Dataset excerpts

-=-=-=-=-

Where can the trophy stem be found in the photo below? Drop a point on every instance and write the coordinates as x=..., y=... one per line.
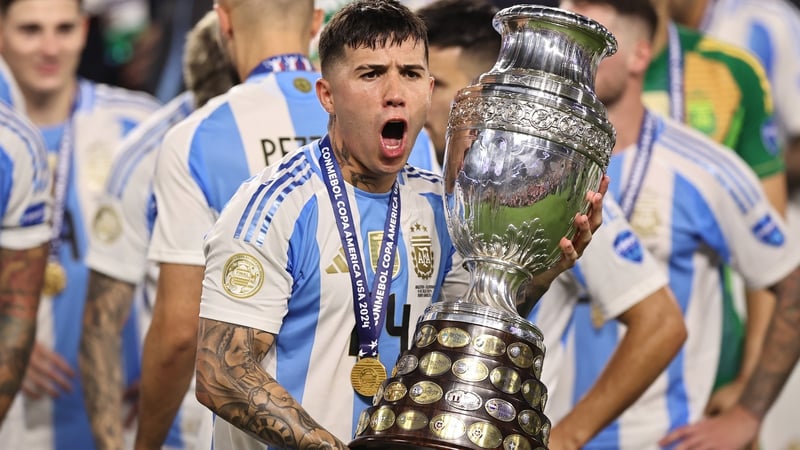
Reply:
x=496, y=283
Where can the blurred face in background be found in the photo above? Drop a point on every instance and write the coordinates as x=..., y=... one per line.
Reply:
x=452, y=70
x=42, y=41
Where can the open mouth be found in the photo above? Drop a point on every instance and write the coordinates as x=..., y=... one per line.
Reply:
x=392, y=133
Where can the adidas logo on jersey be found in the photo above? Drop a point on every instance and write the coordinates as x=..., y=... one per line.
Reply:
x=339, y=264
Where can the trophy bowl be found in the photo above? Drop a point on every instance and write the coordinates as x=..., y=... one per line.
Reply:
x=525, y=143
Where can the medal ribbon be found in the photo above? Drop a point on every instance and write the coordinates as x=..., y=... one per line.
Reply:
x=60, y=187
x=677, y=94
x=283, y=63
x=369, y=306
x=641, y=160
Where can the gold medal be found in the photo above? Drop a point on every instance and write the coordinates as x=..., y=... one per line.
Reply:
x=367, y=376
x=55, y=278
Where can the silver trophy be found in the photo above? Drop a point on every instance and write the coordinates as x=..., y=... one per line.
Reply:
x=525, y=143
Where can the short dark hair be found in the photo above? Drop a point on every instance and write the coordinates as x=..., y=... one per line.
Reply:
x=466, y=24
x=5, y=4
x=641, y=9
x=207, y=69
x=369, y=24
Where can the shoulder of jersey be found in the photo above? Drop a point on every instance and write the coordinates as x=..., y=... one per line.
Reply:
x=114, y=96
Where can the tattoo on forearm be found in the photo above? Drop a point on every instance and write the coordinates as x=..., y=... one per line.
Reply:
x=232, y=383
x=107, y=306
x=781, y=349
x=21, y=275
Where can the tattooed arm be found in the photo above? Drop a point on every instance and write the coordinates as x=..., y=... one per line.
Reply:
x=107, y=305
x=738, y=426
x=21, y=276
x=232, y=383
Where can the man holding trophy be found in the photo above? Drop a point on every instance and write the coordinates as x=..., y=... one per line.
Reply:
x=341, y=235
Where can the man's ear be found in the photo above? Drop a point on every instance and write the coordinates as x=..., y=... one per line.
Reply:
x=642, y=55
x=224, y=19
x=316, y=21
x=325, y=95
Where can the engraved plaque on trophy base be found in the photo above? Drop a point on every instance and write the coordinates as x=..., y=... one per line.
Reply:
x=470, y=380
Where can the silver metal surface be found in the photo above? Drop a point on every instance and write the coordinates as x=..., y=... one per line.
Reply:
x=524, y=145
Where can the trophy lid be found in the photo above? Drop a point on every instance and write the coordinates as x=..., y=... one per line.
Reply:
x=553, y=40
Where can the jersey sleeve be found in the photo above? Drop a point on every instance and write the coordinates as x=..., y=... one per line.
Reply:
x=120, y=230
x=740, y=224
x=776, y=46
x=616, y=271
x=183, y=216
x=25, y=200
x=758, y=142
x=246, y=282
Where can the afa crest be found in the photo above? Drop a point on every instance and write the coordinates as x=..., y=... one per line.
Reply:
x=422, y=255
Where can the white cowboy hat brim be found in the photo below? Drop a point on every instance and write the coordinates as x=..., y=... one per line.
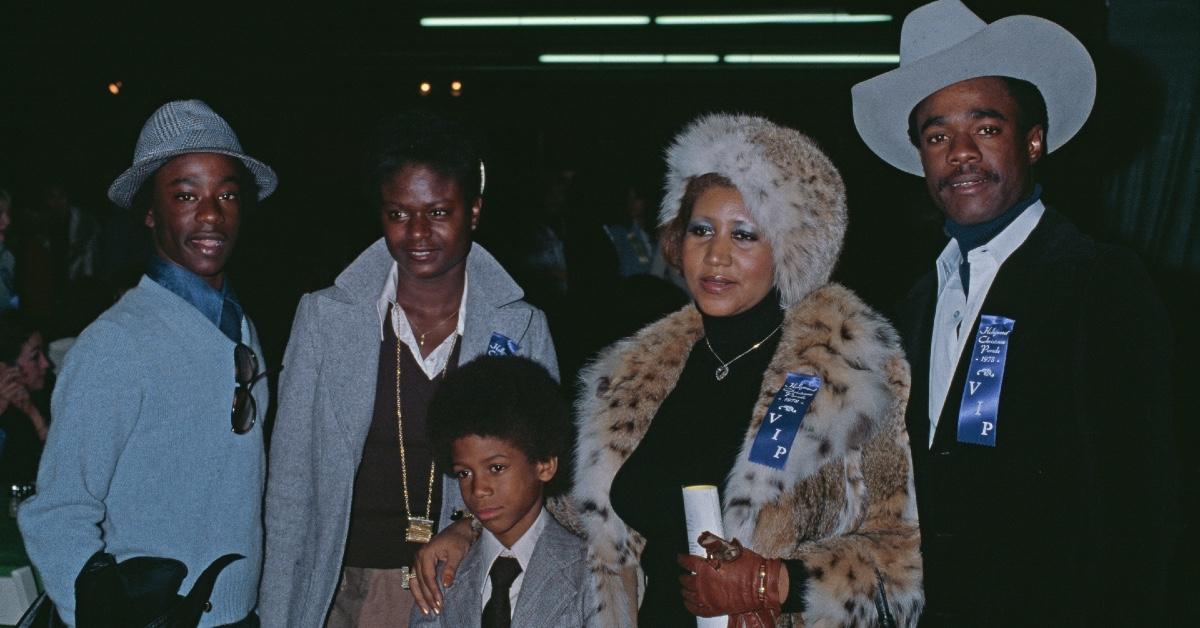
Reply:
x=1024, y=47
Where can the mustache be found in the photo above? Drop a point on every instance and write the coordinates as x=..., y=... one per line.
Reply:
x=964, y=171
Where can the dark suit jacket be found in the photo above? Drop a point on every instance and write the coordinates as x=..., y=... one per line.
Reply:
x=1068, y=520
x=555, y=591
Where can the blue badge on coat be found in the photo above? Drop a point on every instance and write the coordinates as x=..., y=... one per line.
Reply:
x=979, y=411
x=502, y=345
x=773, y=443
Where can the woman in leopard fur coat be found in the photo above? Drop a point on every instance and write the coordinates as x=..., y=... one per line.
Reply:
x=654, y=413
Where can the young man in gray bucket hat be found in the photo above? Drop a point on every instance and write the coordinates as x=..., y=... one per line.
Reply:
x=155, y=449
x=1039, y=407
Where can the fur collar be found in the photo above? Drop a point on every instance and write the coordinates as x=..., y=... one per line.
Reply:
x=831, y=333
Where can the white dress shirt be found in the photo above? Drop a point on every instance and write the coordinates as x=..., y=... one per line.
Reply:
x=437, y=359
x=521, y=550
x=957, y=311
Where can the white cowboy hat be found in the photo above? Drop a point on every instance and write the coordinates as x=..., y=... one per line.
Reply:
x=942, y=43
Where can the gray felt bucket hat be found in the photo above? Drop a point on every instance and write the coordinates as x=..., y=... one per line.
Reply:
x=942, y=43
x=177, y=129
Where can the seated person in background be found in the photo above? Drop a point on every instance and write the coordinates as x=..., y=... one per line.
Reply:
x=23, y=417
x=499, y=425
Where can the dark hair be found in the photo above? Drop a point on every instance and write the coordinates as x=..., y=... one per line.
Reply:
x=671, y=239
x=16, y=329
x=509, y=398
x=1031, y=109
x=143, y=199
x=419, y=137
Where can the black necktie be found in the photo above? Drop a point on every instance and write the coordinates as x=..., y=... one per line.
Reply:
x=498, y=612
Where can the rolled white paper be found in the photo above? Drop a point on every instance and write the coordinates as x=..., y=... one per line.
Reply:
x=702, y=513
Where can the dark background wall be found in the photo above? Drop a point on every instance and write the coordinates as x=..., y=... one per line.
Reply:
x=303, y=88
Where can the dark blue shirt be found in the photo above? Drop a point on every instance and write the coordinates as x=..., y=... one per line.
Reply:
x=220, y=306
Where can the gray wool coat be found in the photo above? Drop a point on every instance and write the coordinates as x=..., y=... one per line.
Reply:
x=327, y=395
x=555, y=592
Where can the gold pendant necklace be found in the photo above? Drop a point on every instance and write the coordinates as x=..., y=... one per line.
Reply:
x=420, y=336
x=419, y=528
x=724, y=369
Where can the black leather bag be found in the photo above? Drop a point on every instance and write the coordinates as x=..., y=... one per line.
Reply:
x=139, y=592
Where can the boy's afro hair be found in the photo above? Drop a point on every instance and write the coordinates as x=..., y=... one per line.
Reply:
x=509, y=398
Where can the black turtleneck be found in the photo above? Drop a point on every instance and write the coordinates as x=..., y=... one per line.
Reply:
x=694, y=438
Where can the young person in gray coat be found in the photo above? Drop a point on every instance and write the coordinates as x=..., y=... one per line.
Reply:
x=141, y=460
x=499, y=428
x=352, y=489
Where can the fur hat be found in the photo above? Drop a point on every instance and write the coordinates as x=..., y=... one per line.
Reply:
x=791, y=189
x=942, y=43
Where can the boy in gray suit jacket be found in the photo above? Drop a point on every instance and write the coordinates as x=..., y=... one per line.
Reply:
x=499, y=425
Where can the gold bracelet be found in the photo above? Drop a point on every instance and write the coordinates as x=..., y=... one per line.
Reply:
x=762, y=581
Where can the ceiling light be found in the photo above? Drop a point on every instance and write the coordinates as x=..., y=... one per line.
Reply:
x=629, y=58
x=773, y=18
x=861, y=59
x=535, y=21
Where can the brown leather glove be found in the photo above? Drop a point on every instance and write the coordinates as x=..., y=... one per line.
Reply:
x=732, y=580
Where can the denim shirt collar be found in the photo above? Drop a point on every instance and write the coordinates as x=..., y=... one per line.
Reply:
x=193, y=289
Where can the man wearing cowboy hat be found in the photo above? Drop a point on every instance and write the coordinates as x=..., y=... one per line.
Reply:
x=154, y=449
x=1039, y=406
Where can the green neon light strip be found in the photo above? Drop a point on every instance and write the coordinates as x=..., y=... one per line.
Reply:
x=865, y=59
x=773, y=18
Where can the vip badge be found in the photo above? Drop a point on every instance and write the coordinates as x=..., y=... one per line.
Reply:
x=502, y=345
x=773, y=443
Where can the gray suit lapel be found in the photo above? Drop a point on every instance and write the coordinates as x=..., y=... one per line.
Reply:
x=463, y=604
x=354, y=322
x=489, y=289
x=546, y=590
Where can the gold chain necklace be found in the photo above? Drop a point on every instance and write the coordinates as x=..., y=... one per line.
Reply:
x=724, y=369
x=420, y=338
x=419, y=528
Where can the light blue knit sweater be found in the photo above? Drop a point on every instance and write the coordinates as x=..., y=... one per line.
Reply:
x=141, y=459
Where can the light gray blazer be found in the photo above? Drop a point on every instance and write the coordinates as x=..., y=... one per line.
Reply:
x=555, y=592
x=327, y=396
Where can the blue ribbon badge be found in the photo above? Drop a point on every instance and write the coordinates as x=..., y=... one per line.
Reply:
x=979, y=411
x=773, y=443
x=502, y=345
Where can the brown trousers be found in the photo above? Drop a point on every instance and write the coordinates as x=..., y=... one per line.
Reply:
x=370, y=598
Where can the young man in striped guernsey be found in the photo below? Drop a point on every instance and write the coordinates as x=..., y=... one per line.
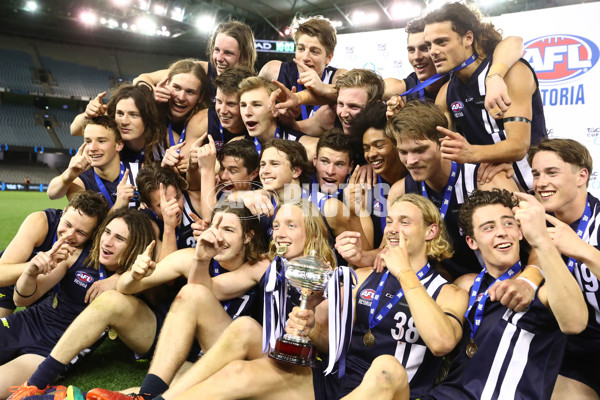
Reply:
x=561, y=170
x=456, y=37
x=505, y=354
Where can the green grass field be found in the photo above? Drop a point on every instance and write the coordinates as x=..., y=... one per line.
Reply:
x=111, y=365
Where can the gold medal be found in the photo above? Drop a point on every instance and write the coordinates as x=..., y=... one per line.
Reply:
x=471, y=348
x=369, y=339
x=112, y=334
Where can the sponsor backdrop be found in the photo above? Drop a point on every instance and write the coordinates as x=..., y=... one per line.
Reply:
x=564, y=55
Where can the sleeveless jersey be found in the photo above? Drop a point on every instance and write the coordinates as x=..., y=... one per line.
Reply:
x=466, y=103
x=89, y=183
x=288, y=75
x=586, y=345
x=37, y=328
x=464, y=259
x=395, y=334
x=220, y=135
x=411, y=81
x=517, y=356
x=185, y=233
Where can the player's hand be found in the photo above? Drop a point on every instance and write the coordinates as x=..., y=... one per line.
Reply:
x=144, y=265
x=95, y=107
x=100, y=287
x=515, y=294
x=162, y=91
x=173, y=157
x=497, y=101
x=455, y=147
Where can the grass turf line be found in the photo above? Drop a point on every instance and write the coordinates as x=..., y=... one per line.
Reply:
x=111, y=365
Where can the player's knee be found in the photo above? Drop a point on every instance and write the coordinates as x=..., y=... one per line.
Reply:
x=389, y=372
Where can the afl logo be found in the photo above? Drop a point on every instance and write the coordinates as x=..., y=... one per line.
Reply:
x=457, y=106
x=367, y=294
x=83, y=277
x=556, y=58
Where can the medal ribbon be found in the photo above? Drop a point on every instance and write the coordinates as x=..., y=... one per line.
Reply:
x=581, y=228
x=275, y=304
x=447, y=191
x=172, y=138
x=484, y=297
x=434, y=78
x=375, y=319
x=103, y=189
x=303, y=106
x=341, y=315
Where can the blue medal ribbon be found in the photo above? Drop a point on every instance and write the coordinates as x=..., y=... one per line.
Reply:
x=447, y=191
x=102, y=187
x=303, y=106
x=581, y=228
x=375, y=319
x=474, y=297
x=434, y=78
x=172, y=138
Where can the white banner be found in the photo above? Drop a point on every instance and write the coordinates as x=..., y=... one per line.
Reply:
x=564, y=56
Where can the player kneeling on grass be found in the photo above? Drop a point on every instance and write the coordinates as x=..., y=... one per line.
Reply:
x=30, y=335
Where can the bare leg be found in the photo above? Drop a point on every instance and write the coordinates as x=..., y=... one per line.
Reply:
x=386, y=379
x=242, y=340
x=567, y=388
x=17, y=371
x=129, y=316
x=262, y=379
x=195, y=311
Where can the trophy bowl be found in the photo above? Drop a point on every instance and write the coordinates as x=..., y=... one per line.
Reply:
x=308, y=274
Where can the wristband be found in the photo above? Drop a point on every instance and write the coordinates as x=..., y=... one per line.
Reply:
x=19, y=293
x=533, y=285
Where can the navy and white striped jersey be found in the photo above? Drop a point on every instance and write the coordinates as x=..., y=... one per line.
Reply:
x=586, y=345
x=465, y=102
x=518, y=355
x=464, y=259
x=395, y=334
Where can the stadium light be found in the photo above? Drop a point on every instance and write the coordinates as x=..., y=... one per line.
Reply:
x=360, y=17
x=205, y=23
x=88, y=18
x=405, y=10
x=31, y=6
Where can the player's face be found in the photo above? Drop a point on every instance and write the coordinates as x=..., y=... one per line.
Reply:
x=350, y=102
x=233, y=175
x=418, y=56
x=446, y=48
x=289, y=230
x=422, y=158
x=186, y=90
x=112, y=243
x=254, y=107
x=75, y=227
x=102, y=147
x=312, y=53
x=233, y=237
x=171, y=192
x=496, y=235
x=129, y=121
x=228, y=111
x=406, y=218
x=276, y=170
x=226, y=53
x=332, y=168
x=555, y=182
x=380, y=151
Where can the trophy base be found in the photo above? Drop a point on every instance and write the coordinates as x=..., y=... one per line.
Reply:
x=292, y=352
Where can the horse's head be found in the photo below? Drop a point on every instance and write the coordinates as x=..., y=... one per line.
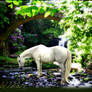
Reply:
x=20, y=62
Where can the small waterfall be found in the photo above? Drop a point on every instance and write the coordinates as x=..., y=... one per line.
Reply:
x=58, y=42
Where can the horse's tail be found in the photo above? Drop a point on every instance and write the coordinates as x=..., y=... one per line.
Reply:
x=67, y=65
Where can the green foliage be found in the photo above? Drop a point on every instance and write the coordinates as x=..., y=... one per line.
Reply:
x=40, y=32
x=77, y=19
x=3, y=18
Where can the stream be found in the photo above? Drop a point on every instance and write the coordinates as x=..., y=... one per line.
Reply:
x=17, y=78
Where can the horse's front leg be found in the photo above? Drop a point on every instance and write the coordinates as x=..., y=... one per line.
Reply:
x=62, y=67
x=39, y=67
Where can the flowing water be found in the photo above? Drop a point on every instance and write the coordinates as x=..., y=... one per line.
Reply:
x=16, y=78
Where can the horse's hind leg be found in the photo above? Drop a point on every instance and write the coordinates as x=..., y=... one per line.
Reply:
x=39, y=67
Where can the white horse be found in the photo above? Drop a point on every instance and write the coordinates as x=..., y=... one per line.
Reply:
x=42, y=54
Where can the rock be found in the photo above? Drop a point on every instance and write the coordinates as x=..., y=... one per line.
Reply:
x=77, y=67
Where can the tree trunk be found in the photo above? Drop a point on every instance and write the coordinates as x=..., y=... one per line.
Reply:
x=4, y=48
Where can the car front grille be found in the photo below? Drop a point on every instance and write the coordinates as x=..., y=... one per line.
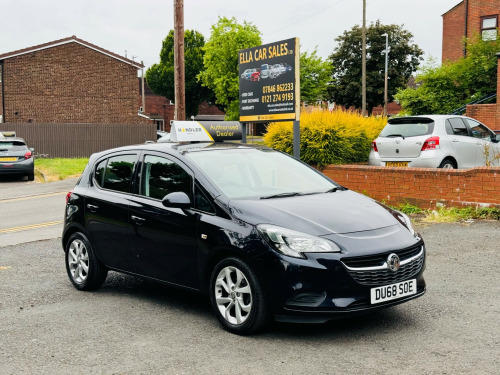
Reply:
x=373, y=270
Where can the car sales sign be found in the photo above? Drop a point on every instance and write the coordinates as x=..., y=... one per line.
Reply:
x=269, y=78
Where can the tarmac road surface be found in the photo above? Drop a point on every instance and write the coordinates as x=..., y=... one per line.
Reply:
x=132, y=326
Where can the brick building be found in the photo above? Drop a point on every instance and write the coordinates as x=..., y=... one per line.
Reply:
x=466, y=19
x=68, y=81
x=161, y=109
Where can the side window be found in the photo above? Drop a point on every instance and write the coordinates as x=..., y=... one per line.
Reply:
x=161, y=176
x=201, y=201
x=479, y=130
x=118, y=173
x=99, y=172
x=458, y=126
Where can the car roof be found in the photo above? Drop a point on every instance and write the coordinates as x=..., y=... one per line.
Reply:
x=182, y=148
x=430, y=117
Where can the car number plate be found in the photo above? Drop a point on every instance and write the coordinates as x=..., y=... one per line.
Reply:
x=396, y=163
x=393, y=291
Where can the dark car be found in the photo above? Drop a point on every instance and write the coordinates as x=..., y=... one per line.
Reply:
x=264, y=235
x=15, y=157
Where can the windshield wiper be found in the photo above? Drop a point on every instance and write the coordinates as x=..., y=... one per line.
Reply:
x=332, y=190
x=281, y=195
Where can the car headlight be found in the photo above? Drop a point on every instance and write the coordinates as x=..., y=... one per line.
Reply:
x=406, y=221
x=295, y=244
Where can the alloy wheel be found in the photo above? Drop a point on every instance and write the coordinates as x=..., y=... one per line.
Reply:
x=233, y=295
x=78, y=261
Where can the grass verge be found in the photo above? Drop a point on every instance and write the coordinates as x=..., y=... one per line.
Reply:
x=450, y=214
x=58, y=168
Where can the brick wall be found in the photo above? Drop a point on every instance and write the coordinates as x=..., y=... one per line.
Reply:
x=454, y=25
x=478, y=9
x=486, y=113
x=453, y=32
x=70, y=83
x=498, y=94
x=422, y=187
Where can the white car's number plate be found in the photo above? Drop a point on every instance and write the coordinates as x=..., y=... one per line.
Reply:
x=393, y=291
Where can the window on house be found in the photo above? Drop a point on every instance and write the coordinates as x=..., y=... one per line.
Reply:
x=489, y=25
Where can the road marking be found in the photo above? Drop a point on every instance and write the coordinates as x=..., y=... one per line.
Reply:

-=-=-=-=-

Hand back the exact lines from the start of the entries to the line with "Where can the tattoo on", both ends kept and pictures left out.

* [Task solution]
Where can the trophy stem be found in the photo below? Drop a point on every instance and write the coordinates as x=..., y=... one per line.
Reply:
x=496, y=283
Where can the blurred face in background be found in the photo above? Drop a point on every instance and write the coordinates as x=..., y=... one per line.
Reply:
x=452, y=70
x=42, y=41
Where can the open mouth be found in the photo above? Drop a point on every instance and write the coordinates as x=..., y=... one per line.
Reply:
x=392, y=133
Where can the adidas logo on jersey be found in the photo above? Drop a point on every instance and write the coordinates as x=..., y=... one per line.
Reply:
x=339, y=264
Where can the trophy bowl be found in the photo above? Drop a point on every instance and write the coordinates as x=..., y=... one per line.
Reply:
x=525, y=143
Where can the medal ribbon be found in the photo above? Drop a point on every instance and write the coordinates as x=..., y=... one per line.
Reply:
x=60, y=187
x=677, y=94
x=283, y=63
x=369, y=306
x=641, y=160
Where can the gold medal be found in the photo above? Drop a point on every instance and write the coordinates as x=..., y=... one per line.
Reply:
x=367, y=376
x=55, y=278
Where can the silver trophy be found in the photo above? Drop a point on every instance and write the coordinates as x=..., y=... one per line.
Reply:
x=525, y=143
Where can the short dark hair be found in the photo above? Drop a point on every instance and write the coordinates as x=..., y=... one per line.
Reply:
x=466, y=24
x=5, y=4
x=641, y=9
x=207, y=69
x=369, y=24
Where can the shoulder of jersey be found in the photo above? Drop a point on every instance and write the coordinates as x=..., y=... one per line.
Reply:
x=114, y=96
Where can the tattoo on forearm be found in the photo above? Drop a point on every instance and write the coordinates as x=..., y=... one per line.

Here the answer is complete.